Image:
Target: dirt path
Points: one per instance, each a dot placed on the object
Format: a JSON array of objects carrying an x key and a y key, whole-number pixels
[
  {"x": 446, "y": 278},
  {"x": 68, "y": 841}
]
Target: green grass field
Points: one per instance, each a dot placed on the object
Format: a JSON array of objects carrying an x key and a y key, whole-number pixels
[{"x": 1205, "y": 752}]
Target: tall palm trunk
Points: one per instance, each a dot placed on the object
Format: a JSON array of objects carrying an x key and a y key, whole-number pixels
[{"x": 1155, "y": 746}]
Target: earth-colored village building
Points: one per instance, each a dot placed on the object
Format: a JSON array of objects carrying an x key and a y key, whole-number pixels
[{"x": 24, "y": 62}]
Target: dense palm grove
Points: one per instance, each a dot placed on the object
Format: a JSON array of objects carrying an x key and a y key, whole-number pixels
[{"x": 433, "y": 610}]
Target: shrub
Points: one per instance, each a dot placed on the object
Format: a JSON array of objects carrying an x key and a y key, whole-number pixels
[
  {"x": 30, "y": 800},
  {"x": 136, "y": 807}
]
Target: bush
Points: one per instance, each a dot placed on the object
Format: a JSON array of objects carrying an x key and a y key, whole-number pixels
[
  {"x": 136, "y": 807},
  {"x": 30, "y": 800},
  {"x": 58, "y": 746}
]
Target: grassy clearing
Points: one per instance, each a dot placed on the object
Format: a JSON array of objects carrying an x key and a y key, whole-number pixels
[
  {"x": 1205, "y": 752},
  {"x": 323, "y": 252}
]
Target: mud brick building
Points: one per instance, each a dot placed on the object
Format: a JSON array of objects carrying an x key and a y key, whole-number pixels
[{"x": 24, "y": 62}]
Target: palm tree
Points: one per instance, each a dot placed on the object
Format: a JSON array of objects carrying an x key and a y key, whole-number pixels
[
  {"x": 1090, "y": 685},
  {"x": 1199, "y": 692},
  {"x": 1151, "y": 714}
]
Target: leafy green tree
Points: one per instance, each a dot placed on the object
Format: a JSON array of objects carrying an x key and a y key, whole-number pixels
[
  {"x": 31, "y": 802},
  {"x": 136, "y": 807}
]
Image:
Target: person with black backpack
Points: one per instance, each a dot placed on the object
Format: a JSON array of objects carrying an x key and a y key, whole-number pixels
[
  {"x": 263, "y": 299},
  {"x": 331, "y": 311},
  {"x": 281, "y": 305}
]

==========

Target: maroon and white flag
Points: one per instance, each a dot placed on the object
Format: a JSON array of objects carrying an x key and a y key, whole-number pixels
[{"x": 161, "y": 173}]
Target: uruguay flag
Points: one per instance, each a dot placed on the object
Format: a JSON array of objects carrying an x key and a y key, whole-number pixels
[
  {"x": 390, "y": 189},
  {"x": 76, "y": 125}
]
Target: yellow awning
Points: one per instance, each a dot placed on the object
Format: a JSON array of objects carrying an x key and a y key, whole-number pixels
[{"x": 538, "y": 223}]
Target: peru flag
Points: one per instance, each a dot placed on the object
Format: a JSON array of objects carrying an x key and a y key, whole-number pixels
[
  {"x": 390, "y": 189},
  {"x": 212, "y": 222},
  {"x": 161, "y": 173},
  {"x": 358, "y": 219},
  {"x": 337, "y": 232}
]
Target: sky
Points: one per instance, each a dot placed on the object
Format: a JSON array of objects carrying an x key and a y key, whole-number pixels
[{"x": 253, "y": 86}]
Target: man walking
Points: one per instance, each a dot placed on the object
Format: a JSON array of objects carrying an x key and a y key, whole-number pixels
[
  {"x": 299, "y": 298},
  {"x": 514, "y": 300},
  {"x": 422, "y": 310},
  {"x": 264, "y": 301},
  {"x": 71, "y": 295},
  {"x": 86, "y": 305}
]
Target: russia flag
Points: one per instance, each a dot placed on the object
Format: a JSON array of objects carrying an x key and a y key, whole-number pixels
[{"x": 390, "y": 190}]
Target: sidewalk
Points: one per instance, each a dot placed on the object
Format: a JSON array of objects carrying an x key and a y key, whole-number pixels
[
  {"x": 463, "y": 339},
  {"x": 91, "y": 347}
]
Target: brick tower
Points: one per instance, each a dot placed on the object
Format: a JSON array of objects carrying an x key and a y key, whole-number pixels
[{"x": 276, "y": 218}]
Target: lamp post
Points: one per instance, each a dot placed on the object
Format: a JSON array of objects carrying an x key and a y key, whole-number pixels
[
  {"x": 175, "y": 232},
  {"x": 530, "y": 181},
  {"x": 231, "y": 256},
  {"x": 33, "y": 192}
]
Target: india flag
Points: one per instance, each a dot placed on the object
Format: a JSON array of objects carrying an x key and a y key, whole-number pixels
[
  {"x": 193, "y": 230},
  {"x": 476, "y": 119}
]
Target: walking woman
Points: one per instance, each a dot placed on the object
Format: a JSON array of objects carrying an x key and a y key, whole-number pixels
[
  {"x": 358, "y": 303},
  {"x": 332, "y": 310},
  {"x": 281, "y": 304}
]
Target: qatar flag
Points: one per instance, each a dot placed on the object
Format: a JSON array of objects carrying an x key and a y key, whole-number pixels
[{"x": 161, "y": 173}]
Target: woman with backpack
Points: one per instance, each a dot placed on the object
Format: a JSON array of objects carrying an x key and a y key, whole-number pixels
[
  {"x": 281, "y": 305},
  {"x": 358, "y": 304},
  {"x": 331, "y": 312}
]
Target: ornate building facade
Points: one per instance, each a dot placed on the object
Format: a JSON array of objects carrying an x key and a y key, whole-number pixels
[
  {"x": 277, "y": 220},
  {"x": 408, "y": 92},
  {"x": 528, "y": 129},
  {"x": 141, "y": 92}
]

==========

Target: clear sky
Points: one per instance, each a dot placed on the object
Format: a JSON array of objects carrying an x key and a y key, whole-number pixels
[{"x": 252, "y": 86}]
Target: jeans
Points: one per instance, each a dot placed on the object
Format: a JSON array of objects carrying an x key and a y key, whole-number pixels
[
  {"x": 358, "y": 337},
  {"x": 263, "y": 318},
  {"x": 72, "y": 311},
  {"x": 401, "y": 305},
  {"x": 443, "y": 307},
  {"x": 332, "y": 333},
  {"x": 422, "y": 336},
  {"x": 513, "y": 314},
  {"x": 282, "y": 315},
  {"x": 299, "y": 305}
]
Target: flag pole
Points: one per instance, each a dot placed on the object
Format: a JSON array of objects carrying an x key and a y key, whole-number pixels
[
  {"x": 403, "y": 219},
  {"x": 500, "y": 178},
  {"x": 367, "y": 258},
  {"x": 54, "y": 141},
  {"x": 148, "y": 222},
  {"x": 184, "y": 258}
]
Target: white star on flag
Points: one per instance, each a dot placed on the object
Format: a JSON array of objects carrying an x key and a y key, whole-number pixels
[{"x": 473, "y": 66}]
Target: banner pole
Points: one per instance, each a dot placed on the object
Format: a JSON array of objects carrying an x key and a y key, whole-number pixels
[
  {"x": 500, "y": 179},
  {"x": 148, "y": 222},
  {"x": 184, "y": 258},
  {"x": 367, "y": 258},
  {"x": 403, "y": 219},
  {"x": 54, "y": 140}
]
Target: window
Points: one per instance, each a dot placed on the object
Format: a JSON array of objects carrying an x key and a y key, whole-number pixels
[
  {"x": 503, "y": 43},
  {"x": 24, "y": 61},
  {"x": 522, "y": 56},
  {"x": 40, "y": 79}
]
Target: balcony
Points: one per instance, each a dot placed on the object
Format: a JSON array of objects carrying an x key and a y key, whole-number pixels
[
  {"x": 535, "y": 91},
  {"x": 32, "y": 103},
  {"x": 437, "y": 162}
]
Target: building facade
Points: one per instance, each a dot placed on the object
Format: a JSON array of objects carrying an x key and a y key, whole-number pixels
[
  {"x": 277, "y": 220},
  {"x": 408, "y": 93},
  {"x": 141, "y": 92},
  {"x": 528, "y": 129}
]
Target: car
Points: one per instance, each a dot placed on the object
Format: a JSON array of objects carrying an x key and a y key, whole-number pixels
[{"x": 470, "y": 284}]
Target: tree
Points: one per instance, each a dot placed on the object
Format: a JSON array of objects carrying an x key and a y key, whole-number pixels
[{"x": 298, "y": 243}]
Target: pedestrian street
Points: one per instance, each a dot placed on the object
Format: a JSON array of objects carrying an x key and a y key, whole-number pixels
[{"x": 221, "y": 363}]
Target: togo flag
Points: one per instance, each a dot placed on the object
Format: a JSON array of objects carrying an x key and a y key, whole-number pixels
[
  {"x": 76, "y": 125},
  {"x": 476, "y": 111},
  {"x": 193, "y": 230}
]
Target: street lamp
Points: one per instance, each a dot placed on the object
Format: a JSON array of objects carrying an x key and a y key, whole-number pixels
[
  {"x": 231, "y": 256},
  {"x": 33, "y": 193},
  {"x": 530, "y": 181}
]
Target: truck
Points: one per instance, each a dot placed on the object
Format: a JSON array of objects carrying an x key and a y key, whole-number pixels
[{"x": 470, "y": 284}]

==========

> [WRITTEN REQUEST] Count the lines in the records above that contain the string "street", treating uppercase and lowercase as different, and give only the number.

> [ANSWER FOR THE TASK] 2